■ AIM OF THE TASK ■
I need each line of the entries below that includes the string "before".

Stored items from a collection
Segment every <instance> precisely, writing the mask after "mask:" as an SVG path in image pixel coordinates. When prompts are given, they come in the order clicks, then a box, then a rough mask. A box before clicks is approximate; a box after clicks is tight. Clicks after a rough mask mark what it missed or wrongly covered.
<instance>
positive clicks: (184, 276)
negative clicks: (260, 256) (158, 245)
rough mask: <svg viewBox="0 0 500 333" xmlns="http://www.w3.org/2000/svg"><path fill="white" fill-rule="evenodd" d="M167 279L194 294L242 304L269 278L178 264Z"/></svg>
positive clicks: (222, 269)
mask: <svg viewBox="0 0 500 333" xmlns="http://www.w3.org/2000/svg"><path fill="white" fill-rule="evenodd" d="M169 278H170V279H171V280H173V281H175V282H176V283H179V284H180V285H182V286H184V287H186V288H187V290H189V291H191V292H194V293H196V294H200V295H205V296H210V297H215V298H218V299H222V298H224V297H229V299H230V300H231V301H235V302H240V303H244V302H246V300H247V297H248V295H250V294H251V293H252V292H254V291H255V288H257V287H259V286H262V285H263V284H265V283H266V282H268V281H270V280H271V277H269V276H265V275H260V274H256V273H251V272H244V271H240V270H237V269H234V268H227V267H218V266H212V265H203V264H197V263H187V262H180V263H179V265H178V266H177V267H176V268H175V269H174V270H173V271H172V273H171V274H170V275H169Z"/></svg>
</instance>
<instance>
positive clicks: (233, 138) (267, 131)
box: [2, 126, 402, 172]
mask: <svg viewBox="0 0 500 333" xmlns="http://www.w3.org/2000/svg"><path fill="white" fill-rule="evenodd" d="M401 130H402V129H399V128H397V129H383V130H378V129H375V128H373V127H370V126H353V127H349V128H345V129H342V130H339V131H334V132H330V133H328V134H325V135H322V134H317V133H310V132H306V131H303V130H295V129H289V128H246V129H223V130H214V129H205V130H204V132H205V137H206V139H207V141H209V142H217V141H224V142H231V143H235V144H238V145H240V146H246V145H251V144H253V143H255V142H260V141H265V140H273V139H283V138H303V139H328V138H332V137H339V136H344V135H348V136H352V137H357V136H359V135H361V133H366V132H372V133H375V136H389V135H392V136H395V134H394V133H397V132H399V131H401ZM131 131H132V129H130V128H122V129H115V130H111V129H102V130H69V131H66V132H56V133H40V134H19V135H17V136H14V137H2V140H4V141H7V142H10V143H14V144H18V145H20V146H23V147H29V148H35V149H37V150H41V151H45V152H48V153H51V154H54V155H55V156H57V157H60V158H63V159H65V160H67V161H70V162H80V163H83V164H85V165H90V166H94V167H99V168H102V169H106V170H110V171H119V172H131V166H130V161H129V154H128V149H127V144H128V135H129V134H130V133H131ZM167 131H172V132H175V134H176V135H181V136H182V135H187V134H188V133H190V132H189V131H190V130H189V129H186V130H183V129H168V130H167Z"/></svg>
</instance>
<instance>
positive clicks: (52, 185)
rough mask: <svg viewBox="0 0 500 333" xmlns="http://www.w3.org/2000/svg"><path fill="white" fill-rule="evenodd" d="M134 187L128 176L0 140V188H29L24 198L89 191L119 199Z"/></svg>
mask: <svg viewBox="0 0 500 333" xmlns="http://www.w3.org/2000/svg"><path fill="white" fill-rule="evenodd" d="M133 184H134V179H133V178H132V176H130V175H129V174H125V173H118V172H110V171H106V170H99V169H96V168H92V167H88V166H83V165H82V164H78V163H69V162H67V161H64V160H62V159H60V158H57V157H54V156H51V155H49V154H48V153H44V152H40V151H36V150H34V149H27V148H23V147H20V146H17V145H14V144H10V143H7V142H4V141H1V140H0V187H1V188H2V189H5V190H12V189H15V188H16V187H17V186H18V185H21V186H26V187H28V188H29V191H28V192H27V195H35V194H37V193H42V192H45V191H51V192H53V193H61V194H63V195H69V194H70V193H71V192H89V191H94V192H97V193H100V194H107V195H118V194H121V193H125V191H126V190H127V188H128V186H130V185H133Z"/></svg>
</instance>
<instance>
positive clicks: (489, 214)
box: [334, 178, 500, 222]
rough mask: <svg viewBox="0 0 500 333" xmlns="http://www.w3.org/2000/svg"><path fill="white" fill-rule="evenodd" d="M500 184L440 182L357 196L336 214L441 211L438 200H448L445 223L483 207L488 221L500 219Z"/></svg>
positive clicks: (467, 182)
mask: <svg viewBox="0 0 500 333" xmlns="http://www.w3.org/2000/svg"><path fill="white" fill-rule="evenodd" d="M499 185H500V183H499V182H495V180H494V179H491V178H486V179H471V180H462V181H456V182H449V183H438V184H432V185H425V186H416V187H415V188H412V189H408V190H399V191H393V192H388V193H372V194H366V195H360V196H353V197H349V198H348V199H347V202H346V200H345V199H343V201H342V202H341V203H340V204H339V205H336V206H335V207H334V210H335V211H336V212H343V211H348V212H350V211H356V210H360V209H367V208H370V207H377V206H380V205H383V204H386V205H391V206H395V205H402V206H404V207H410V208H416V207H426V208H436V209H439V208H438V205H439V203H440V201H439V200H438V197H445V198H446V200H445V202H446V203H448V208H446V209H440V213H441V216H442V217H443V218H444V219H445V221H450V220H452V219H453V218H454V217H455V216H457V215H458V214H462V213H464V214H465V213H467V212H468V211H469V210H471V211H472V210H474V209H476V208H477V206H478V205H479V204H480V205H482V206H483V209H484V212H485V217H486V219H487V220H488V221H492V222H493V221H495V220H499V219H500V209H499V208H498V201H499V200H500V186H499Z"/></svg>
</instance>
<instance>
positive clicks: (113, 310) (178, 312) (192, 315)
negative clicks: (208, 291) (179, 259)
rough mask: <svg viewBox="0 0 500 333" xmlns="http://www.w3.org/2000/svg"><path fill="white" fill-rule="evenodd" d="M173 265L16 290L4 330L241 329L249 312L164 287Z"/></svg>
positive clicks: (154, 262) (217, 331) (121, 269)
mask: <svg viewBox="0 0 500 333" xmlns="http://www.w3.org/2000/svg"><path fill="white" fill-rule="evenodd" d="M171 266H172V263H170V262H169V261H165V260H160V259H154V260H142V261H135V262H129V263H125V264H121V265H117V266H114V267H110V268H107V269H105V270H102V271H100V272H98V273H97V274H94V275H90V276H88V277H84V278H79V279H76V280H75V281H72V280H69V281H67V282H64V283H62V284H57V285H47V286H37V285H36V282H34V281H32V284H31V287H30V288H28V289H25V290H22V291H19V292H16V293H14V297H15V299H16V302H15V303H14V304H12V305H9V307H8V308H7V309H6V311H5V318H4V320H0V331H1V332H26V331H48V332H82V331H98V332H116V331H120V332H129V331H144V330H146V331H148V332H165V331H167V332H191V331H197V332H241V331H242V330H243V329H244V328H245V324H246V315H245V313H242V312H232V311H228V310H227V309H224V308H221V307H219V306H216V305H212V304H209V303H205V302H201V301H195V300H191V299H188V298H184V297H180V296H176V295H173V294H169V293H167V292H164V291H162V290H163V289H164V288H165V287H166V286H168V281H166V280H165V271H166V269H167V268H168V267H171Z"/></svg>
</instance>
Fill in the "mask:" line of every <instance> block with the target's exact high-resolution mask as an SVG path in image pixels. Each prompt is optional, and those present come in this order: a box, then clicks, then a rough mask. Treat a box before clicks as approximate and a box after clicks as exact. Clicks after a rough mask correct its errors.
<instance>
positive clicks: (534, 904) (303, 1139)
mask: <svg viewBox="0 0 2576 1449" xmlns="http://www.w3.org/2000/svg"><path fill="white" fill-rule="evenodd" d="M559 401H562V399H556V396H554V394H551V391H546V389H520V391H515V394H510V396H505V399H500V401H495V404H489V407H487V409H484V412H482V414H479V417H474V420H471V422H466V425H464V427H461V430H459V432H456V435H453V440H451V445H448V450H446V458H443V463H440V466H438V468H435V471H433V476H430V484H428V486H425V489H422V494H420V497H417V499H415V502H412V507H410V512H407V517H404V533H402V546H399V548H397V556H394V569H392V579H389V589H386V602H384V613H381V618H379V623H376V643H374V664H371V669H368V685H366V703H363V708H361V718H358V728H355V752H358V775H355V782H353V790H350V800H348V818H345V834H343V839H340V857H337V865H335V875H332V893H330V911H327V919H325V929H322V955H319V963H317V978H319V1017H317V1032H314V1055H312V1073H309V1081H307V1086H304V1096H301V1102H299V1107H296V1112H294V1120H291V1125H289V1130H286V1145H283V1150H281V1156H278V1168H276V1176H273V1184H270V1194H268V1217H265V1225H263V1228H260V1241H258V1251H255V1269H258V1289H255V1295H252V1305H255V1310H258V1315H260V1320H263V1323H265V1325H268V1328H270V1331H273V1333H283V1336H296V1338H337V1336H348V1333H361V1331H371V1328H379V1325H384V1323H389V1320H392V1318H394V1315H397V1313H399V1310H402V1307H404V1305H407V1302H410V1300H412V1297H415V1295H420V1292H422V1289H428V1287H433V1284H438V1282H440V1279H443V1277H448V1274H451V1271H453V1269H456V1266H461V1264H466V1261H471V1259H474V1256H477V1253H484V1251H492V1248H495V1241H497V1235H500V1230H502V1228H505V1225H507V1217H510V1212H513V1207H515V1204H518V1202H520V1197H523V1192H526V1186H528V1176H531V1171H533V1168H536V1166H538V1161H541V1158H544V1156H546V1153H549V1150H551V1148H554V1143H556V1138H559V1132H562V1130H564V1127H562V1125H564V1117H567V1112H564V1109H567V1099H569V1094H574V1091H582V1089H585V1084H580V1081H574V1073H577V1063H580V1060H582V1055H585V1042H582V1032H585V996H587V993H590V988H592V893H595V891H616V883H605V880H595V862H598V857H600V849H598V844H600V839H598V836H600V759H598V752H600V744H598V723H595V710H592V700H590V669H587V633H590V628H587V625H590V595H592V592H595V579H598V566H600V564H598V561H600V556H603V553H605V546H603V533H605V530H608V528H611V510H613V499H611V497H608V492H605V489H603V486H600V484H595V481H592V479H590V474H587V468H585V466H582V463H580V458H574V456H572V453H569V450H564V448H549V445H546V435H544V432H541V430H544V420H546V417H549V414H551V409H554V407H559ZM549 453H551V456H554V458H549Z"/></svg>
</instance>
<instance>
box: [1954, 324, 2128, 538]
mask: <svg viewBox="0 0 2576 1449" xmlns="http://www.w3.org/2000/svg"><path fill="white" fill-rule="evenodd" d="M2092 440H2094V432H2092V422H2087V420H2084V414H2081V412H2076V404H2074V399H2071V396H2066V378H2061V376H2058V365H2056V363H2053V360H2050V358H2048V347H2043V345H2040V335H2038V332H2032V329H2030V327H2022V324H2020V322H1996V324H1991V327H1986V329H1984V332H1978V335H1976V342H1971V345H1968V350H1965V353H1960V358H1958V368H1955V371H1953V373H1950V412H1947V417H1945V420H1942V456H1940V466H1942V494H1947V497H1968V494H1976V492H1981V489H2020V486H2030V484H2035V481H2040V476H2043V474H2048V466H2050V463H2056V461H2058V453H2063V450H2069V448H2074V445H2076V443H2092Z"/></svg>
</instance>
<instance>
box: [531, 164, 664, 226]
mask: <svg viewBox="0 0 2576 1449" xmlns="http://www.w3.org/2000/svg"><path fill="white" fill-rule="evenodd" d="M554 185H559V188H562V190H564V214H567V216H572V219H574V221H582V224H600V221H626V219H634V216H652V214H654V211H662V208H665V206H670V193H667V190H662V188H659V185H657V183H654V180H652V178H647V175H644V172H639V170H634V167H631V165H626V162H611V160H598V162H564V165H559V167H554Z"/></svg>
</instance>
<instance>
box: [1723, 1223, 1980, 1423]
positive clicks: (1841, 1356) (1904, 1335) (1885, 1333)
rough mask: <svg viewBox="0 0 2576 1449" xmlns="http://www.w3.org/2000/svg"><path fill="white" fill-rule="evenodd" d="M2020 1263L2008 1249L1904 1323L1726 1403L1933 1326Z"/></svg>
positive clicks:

■ EXERCISE SOLUTION ■
Segment every <instance> precisely, writing the mask after "mask:" as an SVG path in image pixel coordinates. When prompts are given, they come in the order clicks, then a box, then a rough mask. A box before clicks is approximate; a box after clicks is tight. Clicks after a rough mask mark what it missed or wrongly covered.
Fill in the "mask:" line of every <instance> block with the target's exact high-resolution mask as an SVG path in image pixels. Each prompt is optional, and those present come in this order: a box, then clicks, then a rough mask. Treat a box before clicks as approximate and a box after clicks as exact. Clicks after a rough mask correct its errors.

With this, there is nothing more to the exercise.